> Saved data entries
#####

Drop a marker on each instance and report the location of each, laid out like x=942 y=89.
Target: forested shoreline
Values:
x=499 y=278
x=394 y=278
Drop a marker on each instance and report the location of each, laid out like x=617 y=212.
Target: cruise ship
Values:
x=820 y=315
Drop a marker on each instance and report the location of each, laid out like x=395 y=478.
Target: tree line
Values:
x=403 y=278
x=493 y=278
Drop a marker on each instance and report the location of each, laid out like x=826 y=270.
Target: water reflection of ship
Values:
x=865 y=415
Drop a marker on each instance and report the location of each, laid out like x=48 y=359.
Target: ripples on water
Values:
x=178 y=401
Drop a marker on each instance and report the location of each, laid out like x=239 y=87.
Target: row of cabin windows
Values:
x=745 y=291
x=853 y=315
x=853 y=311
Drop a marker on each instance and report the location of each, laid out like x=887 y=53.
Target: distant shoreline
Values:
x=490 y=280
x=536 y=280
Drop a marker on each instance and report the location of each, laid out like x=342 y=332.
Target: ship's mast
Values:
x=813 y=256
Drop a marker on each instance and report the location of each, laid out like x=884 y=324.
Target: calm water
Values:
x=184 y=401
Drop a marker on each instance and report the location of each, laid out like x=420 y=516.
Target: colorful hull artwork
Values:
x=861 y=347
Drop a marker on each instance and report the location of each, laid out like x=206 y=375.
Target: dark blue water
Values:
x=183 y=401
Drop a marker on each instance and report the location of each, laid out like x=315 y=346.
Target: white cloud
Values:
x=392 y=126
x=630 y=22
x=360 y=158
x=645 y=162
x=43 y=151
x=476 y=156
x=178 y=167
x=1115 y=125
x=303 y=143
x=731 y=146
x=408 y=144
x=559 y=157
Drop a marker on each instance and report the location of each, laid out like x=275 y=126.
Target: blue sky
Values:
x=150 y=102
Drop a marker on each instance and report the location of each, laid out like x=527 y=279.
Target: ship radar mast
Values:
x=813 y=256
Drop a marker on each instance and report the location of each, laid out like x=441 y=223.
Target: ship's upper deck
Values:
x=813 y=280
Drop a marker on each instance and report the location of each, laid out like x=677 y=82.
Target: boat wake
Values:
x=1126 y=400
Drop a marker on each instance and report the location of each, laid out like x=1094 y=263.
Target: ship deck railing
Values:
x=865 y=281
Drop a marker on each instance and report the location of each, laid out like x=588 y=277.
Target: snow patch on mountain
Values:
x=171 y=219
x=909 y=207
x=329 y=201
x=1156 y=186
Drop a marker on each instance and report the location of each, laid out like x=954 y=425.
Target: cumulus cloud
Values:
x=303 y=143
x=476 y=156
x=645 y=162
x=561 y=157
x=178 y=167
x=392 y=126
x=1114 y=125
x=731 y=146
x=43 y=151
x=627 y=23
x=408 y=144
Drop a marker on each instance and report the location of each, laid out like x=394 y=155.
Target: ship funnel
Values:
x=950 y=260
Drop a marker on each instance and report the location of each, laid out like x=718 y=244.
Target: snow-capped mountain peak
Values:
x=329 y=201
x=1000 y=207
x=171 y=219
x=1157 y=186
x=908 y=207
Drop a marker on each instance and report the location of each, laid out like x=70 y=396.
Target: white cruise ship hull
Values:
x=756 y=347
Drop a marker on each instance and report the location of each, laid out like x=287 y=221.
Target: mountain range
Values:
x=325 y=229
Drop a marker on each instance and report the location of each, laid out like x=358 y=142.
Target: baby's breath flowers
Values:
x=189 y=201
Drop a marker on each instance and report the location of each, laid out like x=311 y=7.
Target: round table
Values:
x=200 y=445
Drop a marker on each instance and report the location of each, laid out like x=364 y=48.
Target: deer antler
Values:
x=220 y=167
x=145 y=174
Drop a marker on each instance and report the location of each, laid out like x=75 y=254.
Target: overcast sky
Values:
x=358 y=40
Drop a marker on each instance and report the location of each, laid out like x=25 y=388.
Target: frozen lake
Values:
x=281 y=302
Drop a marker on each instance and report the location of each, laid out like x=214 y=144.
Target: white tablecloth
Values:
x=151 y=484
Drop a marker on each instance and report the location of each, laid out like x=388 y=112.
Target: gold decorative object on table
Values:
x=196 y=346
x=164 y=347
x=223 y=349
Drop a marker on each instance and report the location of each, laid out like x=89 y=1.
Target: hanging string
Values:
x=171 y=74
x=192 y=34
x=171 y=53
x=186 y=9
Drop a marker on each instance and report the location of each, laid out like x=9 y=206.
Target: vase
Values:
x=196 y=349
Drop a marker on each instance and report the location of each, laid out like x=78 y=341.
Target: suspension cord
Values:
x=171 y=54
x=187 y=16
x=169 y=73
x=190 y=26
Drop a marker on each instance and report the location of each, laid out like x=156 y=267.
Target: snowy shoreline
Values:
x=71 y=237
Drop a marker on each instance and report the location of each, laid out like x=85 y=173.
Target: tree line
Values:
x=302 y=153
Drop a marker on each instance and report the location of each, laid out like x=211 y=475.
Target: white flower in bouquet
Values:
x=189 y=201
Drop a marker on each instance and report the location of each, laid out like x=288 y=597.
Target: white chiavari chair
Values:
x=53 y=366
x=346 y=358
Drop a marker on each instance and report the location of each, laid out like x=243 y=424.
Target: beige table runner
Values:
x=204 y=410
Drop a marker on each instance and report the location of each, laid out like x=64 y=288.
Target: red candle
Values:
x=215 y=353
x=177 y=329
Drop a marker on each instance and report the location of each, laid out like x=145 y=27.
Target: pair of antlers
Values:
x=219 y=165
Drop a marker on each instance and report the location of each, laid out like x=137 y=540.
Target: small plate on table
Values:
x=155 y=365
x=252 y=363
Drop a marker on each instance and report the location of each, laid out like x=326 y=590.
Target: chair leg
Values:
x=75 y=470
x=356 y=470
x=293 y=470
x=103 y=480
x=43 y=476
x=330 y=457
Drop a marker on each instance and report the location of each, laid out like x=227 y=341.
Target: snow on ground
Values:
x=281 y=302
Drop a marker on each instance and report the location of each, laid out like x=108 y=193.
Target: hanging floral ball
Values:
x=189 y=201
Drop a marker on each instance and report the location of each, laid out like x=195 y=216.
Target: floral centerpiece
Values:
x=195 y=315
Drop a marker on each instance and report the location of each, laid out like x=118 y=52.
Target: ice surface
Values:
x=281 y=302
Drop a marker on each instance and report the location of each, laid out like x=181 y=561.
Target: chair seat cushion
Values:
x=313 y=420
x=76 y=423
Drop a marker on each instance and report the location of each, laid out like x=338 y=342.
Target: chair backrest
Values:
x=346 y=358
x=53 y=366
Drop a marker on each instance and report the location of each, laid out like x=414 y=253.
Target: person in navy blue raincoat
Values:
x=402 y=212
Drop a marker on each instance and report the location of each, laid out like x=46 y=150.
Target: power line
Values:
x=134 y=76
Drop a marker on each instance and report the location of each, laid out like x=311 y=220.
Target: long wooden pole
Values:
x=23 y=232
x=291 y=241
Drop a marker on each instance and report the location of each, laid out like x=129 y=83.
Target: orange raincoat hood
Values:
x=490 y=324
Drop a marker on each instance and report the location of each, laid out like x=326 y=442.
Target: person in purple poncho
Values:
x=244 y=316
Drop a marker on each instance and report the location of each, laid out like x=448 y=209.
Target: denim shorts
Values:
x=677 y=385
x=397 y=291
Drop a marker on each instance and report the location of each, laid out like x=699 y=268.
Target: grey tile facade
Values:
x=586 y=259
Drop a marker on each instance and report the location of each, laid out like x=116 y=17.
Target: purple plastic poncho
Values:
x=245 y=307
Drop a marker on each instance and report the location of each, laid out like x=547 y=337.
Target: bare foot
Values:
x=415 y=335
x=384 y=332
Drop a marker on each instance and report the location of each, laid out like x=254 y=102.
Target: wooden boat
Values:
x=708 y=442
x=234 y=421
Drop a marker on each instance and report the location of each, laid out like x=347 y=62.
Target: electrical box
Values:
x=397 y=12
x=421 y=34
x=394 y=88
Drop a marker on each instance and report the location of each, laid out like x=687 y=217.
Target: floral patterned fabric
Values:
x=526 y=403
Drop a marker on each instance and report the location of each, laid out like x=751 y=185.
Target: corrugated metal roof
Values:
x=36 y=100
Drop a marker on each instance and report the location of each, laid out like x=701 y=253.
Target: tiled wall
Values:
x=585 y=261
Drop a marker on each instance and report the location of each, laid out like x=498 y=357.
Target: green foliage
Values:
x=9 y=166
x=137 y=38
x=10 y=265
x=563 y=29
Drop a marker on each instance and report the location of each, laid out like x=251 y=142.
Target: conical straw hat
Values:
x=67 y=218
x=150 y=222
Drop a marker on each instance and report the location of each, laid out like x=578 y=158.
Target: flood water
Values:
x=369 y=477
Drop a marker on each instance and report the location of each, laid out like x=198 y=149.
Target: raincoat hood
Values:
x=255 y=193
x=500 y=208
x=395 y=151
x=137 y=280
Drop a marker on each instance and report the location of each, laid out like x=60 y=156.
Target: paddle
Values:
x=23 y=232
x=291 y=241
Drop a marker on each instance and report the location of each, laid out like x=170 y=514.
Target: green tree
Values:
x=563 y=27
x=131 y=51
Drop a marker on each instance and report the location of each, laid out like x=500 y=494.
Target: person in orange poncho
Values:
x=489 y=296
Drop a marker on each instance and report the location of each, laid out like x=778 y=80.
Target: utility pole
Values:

#####

> WHAT YOU ARE ASKED TO DO
If a line in the data contains the string "orange", copy it.

> RESULT BELOW
Target: orange raincoat hood
Target: person in orange poncho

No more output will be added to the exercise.